Stored items from a collection:

--------------------

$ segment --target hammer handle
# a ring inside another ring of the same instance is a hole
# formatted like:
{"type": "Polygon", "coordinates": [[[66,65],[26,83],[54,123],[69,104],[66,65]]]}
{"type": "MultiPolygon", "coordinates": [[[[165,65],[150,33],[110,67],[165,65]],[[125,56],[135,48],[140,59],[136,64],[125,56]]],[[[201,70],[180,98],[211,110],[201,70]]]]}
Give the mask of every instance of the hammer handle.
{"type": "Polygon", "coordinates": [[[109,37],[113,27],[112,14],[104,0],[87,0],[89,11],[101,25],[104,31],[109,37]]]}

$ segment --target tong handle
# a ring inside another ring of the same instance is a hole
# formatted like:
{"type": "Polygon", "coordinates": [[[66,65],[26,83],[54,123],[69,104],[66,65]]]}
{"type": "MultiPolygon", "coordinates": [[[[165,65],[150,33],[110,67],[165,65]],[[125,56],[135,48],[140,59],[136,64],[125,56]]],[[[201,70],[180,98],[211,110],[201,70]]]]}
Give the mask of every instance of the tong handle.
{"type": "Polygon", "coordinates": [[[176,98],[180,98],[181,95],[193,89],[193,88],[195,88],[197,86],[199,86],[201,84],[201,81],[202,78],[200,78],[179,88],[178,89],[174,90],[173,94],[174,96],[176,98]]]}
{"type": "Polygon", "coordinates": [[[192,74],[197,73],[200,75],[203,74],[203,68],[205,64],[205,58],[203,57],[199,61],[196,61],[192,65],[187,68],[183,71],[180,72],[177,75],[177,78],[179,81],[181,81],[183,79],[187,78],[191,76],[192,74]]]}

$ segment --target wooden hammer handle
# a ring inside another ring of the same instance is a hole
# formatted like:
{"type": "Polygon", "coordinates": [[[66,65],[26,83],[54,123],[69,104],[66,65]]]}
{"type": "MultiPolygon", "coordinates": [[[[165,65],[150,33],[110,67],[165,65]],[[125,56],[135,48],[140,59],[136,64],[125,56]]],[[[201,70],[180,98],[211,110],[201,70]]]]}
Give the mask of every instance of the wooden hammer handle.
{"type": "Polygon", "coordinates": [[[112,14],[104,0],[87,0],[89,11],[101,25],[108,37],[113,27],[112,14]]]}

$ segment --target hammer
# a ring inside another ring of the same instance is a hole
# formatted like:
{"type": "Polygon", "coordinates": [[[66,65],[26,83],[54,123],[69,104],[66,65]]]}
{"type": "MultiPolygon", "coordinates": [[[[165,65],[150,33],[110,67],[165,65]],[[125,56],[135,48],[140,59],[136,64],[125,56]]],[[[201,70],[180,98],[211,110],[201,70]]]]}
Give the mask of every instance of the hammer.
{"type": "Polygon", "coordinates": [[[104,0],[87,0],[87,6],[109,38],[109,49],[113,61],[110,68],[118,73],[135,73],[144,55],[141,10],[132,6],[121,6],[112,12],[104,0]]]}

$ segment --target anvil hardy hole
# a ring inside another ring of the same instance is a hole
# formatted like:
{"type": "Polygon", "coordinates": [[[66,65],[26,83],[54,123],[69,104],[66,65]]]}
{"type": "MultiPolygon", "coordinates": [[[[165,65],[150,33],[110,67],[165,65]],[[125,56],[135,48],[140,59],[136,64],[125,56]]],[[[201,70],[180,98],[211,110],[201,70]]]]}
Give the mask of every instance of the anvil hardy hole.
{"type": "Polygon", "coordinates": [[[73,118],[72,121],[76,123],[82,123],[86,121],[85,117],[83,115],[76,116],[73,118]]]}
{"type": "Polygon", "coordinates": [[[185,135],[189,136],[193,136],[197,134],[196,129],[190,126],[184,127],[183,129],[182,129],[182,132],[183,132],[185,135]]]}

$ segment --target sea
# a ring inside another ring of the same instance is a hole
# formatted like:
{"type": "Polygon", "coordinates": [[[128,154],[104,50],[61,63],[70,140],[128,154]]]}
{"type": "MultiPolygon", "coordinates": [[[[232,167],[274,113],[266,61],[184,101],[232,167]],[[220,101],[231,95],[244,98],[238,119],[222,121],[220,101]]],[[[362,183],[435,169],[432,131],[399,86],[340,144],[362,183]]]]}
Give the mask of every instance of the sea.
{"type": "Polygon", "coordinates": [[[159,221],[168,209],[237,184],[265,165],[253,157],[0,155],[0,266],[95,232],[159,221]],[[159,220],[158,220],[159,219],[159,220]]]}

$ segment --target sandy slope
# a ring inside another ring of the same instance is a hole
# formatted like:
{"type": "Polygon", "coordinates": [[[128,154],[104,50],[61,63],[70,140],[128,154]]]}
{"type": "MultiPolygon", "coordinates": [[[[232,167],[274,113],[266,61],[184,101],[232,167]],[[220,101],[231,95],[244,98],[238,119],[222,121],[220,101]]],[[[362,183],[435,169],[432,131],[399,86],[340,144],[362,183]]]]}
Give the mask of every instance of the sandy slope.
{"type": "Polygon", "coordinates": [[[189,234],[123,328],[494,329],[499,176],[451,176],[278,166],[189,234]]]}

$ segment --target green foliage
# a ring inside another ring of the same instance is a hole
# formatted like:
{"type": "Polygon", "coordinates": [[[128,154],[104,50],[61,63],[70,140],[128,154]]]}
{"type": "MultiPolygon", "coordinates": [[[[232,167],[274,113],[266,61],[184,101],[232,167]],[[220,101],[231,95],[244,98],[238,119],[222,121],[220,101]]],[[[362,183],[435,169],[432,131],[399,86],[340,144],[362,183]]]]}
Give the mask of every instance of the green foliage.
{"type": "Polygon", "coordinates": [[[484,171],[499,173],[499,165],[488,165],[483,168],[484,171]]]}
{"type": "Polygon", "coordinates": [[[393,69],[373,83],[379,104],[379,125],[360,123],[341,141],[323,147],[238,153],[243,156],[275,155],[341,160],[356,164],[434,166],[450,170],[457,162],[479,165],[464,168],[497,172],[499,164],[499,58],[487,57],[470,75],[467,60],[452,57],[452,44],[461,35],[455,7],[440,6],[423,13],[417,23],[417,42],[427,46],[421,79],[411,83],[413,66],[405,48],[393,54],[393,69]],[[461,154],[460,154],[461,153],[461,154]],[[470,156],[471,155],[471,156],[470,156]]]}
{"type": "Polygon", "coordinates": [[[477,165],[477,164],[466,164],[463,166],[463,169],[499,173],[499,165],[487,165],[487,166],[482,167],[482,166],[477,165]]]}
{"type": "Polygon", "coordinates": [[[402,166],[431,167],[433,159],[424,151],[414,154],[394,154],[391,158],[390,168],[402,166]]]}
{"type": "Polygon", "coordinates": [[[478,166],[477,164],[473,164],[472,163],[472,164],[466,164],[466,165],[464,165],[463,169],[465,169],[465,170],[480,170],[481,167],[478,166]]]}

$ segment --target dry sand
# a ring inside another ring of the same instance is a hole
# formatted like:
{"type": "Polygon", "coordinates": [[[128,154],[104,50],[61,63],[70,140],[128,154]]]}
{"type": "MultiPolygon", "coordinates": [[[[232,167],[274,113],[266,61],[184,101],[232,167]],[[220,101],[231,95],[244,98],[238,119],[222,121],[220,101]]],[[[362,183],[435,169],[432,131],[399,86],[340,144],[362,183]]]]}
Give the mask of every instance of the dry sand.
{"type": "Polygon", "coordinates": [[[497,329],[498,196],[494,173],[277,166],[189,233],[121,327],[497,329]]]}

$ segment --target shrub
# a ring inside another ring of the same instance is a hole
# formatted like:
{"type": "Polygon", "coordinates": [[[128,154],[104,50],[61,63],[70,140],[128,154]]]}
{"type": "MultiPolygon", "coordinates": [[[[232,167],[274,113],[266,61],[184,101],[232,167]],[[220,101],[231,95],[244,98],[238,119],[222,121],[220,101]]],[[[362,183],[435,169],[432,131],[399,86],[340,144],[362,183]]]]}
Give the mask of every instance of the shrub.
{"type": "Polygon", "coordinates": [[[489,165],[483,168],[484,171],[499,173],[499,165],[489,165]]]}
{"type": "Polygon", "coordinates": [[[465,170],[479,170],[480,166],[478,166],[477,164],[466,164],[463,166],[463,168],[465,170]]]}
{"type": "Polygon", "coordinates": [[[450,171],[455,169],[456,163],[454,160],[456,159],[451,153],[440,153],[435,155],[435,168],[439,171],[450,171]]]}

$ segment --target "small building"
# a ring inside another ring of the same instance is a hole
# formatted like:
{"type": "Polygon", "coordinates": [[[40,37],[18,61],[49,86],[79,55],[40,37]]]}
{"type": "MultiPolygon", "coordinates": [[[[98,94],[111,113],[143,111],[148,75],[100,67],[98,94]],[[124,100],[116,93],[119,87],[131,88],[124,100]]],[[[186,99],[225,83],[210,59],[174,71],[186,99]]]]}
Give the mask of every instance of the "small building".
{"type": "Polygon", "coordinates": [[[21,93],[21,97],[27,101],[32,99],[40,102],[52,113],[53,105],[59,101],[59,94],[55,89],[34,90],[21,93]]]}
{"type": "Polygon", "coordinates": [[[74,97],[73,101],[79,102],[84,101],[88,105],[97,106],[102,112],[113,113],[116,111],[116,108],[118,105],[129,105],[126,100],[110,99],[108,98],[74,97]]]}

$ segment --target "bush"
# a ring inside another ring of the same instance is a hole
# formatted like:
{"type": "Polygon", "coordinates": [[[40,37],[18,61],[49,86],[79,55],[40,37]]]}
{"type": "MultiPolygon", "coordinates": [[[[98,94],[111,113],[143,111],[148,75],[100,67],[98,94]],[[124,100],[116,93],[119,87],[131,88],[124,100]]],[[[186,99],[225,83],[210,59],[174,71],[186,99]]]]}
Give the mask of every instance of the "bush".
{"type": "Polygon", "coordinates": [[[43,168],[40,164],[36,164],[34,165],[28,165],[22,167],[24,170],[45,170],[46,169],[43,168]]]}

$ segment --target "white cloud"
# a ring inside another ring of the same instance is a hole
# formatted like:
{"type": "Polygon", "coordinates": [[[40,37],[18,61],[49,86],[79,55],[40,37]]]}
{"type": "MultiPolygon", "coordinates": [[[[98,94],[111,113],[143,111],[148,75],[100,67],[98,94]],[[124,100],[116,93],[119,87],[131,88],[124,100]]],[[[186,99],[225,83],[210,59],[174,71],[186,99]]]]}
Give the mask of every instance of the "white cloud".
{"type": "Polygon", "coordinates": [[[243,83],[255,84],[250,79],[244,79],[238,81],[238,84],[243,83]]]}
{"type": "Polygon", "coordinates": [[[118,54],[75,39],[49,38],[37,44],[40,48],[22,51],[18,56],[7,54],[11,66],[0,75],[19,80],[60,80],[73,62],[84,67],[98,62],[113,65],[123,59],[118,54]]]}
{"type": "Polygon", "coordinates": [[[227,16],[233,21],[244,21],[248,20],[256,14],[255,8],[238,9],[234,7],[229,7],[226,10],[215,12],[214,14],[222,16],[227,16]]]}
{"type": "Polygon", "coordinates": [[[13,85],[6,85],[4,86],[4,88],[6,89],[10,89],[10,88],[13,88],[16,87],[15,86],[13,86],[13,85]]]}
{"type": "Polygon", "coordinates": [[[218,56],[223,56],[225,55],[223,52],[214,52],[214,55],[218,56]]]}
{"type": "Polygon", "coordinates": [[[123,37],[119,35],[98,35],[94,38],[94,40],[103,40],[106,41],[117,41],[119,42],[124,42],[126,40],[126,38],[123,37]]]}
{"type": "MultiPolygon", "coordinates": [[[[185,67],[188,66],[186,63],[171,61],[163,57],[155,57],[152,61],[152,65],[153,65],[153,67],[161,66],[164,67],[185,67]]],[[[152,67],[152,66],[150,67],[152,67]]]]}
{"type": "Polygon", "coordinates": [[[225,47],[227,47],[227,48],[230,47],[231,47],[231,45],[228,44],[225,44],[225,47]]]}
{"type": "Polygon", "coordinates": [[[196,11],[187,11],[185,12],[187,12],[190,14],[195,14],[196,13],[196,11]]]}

--------------------

Direction:
Retype the lines of the entries exactly, beginning at the line that contains "segment --target sea" and stopping after the line that contains "Give the mask of every instance of the sea.".

Final answer:
$ segment --target sea
# a ring inside another ring of the same instance is a hole
# formatted like:
{"type": "Polygon", "coordinates": [[[128,154],[104,50],[61,63],[70,140],[128,154]]]}
{"type": "MultiPolygon", "coordinates": [[[[232,167],[274,113],[266,61],[184,101],[232,167]],[[220,101],[231,95],[244,98],[238,119],[222,121],[220,101]]],[[[362,183],[435,169],[432,131],[399,86],[340,144],[362,183]]]]}
Give the mask of every instance of the sea.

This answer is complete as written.